- _Extrait du texte_
◇ ◇ ◇
Pour l’heure, les seules leçons qu’apprennent les enfants de Chamisku sont celles que l’histoire contemporaine vient de leur infliger. La leçon est dure, l’histoire est sombre. On la lit dans les dessins qu’Haïran Khalifa, la psychologue, leur demande dans les ateliers qu’elle anime après ses consultations. D’étranges hommes en noir y brandissent des armes qui crachent le feu et sèment la mort. On reconnaît les morts allongés et les blessés encore debout aux gros points rouges qui ornent leur poitrine. Les enfants de Chamisku dessinent aussi en arrière-plan des maisons et des paysages qui ne sont déjà plus pour eux qu’un souvenir… ou un espoir.
◇ ◇ ◇
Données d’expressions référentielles

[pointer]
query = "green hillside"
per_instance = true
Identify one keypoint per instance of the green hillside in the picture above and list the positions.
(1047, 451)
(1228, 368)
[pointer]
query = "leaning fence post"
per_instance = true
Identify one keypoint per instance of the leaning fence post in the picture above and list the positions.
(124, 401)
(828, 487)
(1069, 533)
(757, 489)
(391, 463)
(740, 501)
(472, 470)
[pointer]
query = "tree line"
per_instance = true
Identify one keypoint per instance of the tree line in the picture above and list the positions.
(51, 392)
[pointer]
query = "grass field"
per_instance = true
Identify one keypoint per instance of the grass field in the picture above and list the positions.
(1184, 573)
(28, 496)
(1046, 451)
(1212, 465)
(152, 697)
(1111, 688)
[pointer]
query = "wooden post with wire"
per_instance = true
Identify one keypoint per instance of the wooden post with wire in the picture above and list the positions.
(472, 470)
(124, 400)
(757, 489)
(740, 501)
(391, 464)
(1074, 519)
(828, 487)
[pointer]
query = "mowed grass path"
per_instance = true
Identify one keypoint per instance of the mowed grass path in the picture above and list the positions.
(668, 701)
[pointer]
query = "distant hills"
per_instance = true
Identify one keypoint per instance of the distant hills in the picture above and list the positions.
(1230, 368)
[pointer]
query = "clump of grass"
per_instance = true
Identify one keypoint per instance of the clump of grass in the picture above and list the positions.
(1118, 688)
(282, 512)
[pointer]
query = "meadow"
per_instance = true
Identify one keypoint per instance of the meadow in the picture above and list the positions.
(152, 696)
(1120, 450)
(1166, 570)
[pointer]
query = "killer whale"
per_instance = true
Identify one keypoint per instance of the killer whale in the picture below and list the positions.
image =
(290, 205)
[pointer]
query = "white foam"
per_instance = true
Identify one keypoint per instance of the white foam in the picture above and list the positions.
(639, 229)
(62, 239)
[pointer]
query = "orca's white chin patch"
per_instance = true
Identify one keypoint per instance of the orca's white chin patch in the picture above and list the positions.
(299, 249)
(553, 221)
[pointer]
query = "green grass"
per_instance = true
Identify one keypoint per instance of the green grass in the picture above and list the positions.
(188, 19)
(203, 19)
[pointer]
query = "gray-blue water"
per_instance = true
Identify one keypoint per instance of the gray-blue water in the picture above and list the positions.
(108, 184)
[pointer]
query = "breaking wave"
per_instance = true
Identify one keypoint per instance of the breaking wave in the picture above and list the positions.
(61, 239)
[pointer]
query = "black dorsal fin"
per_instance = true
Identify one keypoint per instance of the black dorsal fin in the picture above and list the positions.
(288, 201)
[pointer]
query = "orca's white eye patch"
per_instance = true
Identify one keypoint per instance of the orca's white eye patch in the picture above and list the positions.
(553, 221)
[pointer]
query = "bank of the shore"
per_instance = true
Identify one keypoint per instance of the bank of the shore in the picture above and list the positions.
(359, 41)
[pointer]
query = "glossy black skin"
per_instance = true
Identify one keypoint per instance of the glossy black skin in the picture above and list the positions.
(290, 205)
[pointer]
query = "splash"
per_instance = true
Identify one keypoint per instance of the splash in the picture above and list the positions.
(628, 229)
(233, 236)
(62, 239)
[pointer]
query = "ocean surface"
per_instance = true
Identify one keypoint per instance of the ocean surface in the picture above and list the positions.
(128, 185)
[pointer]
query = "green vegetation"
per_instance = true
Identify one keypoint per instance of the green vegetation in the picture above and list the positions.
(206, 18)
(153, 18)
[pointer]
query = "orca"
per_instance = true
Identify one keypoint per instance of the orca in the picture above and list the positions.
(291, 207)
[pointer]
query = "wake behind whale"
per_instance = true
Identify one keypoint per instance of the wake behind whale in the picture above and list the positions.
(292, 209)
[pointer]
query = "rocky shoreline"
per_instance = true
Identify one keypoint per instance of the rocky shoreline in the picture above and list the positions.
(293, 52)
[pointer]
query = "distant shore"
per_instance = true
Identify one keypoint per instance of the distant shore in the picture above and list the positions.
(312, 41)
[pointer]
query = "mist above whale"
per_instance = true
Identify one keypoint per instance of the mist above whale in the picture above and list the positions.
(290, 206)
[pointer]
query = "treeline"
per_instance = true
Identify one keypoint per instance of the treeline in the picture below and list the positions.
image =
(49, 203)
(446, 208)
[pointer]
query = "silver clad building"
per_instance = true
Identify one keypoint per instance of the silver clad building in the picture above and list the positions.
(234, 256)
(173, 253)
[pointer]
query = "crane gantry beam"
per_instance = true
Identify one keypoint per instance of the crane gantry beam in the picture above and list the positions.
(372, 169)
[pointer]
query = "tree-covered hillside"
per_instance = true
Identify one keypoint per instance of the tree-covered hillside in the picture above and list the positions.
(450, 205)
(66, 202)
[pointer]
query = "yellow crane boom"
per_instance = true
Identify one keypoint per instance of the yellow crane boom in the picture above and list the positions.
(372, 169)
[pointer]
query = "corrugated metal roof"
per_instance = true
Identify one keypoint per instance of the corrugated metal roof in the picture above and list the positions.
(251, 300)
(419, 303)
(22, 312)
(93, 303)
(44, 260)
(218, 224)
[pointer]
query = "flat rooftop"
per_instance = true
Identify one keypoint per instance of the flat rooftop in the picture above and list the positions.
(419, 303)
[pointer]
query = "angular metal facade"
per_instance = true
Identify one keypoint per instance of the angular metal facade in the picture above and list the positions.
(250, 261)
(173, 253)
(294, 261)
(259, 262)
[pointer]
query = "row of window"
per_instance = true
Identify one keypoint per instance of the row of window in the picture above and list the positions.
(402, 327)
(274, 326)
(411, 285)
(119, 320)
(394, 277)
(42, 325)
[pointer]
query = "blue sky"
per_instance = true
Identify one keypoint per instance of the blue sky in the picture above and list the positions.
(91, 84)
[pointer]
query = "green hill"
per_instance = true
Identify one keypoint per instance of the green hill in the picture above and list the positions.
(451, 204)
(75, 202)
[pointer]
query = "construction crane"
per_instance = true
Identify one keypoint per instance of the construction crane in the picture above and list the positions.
◇ ◇ ◇
- _Consignes_
[1] D’après l’extrait sur les enfants de Chamisku, qu’est-ce que ces enfants représentent dans leurs dessins ? Donnez la liste complète.
[2] Poursuivez l’extrait sur les enfants de Chamisku après sa dernière phrase.

- _Réponses_
[1]
- des hommes en noir
- des armes qui crachent le feu et sèment la mort
- des morts allongés
- des blessés encore debout
- de gros points rouges sur la poitrine des morts et des blessés
- des maisons en arrière-plan
- des paysages en arrière-plan

[2]
A la fin de la séance de dessin, Fadia entonne cet air traditionnel dont les paroles ont déjà été adaptées au malheur présent de son peuple.

 

 

 

« Sinjar était la plus belle.
Un jardin partout garni de fleurs.
Ils sont venus pour nous tuer.
Ils ont brûlé des enfants.
Ils sont heureux quand on pleure.
La guerre est notre ennemi.
Mais c’est notre destin.
Je ne veux pas oublier…
Sinjar la plus belle… »

 

Quand elle sera grande, Fadia veut devenir chanteuse.